Lanham, md and London, uk: Rowman & Littlefield, 2014. Pp. xiii, +224. Hb, $35.00.
The late Robert Blair Kaiser has written one of the first treatments of Pope Francis, and has done so in a journalistic style which integrates memoir with some new insights. At length, Kaiser’s quest is to explain to the reader what made the Jesuit Jorge Cardinal Bergoglio such a historic and "surprising" choice as pope. In language more suitable to undergraduates, Kaiser explains that this pope is different from others due to an “inner compulsion to do more” (xii), Kaiser’s definition of the magis. On the one hand, making spiritual language accessible is perhaps where Kaiser is most helpful. On the other, for readers of this journal, the author’s continued attempts to explain Francis through memoir and colloquial comparison may prove frustrating. For example, the Jesuit integration of prayer and decision-making seems in many ways too complicated for Kaiser to spell out in a sophisticated way. Consequently, the heart of Jesuit interior movement toward external activity is a concept he simply calls “the Jesuit dna" (14). The Spiritual Exercises are a part of this “dna,” but not central to it, since Jesuit training, culture, and experience all play a role. In reading Kaiser’s book, one could get the impression that the Spiritual Exercises are just another instrument in the toolkit Jesuits use to calibrate their “inner compulsion” to work the world.
Even though this book is entitled Inside the Jesuits, readers should know that the view provided is hardly global or transnational, but rather rooted mainly in North America and deeply influenced by the post-Vatican ii emergent Catholic left perspective. The Jesuits brought to light in this monograph, and consequently those who are deemed quintessential Jesuits, are the rebellious theologians, the maverick social justice entrepreneurs, and the many ex-Jesuits who have felt compelled to leave the order. Jesuits are at their best when they “stand up to their bishops” (29). (This seems in contradistinction to St. Ignatius and his fourth vow of evangelical allegiance to the bishop of Rome.) In essence, Kaiser’s “Jesuit dna” is most determinative when it produces what looks like a modern, liberal (as the term is used in the United States), center-left Jesuit lax on moral matters (birth control is a “phantom” evil (11)). Perhaps this was the world Kaiser encountered during his own formation (or rather the one he anticipated), but unfortunately it has produced a one-dimensional rendering of a global enterprise.

- [EXERCISE AIM] List every page number cited in parentheses in the book review. The stored data is not needed here.

Stored data

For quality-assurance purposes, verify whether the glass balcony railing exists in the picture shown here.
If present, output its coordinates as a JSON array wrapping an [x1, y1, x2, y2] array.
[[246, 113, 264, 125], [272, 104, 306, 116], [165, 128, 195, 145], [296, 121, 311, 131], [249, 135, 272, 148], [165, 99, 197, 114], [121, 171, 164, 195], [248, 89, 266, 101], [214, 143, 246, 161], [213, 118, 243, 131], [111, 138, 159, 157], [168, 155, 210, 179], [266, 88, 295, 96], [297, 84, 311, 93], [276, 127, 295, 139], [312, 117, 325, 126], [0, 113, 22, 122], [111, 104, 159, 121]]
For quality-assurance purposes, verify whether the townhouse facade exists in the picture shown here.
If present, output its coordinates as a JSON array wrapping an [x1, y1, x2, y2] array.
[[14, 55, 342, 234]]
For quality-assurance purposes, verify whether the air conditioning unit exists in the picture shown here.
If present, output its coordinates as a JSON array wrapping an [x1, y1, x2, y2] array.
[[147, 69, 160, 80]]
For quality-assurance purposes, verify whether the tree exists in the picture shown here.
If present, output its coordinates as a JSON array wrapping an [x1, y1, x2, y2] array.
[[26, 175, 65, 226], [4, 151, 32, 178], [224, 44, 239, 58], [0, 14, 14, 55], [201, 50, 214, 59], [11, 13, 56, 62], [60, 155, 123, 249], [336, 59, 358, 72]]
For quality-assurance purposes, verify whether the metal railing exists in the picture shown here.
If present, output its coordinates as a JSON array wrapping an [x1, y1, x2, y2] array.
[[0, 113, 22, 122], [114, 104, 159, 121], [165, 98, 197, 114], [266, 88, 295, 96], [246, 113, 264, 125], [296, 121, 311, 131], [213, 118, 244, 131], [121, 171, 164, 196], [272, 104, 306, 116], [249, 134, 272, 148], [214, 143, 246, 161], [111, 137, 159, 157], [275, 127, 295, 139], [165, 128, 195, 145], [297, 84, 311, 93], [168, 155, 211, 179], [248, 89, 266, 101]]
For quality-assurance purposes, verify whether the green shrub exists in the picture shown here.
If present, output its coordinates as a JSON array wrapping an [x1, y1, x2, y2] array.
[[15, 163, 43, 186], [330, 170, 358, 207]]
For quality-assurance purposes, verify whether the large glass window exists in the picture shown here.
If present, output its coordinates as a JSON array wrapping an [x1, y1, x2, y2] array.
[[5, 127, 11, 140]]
---
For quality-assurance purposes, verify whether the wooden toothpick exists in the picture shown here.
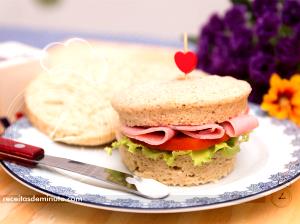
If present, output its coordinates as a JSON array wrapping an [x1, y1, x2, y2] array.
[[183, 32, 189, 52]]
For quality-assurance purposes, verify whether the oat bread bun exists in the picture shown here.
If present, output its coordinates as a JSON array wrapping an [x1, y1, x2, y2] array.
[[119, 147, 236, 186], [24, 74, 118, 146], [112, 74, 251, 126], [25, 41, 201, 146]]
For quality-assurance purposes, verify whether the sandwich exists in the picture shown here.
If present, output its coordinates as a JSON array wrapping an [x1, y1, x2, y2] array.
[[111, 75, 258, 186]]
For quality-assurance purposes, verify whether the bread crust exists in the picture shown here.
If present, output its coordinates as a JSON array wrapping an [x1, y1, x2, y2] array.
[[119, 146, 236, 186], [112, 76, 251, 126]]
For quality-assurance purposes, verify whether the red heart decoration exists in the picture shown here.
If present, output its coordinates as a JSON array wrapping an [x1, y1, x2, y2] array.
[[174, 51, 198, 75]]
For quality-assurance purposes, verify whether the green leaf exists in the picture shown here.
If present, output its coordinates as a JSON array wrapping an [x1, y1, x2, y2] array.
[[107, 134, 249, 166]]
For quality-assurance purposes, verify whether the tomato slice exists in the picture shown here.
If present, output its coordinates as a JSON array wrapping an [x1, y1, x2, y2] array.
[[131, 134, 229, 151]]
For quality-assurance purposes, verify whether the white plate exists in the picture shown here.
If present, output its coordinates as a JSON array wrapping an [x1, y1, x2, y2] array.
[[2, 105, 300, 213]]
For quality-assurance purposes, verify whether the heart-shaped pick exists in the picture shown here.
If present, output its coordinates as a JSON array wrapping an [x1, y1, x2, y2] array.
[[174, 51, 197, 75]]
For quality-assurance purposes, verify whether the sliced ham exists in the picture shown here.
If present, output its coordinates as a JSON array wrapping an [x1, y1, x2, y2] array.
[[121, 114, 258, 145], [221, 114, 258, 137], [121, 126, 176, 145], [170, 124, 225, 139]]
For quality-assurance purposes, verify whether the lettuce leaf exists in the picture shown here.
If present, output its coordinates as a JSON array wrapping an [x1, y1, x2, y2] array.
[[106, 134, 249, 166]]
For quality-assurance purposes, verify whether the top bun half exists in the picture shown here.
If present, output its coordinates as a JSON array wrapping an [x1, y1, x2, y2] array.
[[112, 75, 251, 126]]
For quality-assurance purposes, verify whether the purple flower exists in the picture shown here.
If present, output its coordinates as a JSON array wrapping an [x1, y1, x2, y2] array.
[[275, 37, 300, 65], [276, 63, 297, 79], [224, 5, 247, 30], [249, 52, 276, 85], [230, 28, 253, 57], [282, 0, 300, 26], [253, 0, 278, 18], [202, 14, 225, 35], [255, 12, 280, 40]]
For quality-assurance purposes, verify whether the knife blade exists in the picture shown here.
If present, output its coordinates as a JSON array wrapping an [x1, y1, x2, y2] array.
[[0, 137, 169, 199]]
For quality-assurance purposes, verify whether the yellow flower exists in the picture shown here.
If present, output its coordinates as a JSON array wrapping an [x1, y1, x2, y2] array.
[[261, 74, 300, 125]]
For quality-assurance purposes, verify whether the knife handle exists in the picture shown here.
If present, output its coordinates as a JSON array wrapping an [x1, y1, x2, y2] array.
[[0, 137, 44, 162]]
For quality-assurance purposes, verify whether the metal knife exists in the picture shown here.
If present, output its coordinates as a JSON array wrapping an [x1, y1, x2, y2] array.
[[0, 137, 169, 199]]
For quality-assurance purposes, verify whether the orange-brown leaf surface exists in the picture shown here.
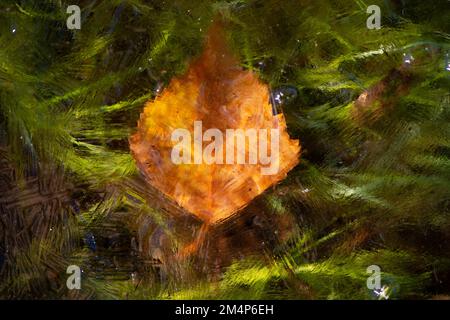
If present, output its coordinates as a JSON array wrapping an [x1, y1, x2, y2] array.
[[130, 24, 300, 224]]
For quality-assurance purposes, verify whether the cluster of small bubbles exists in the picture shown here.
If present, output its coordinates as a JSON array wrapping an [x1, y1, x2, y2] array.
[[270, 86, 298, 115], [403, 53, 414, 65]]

- [OUTPUT OF THE EXERCISE] xii, 14, 29, 11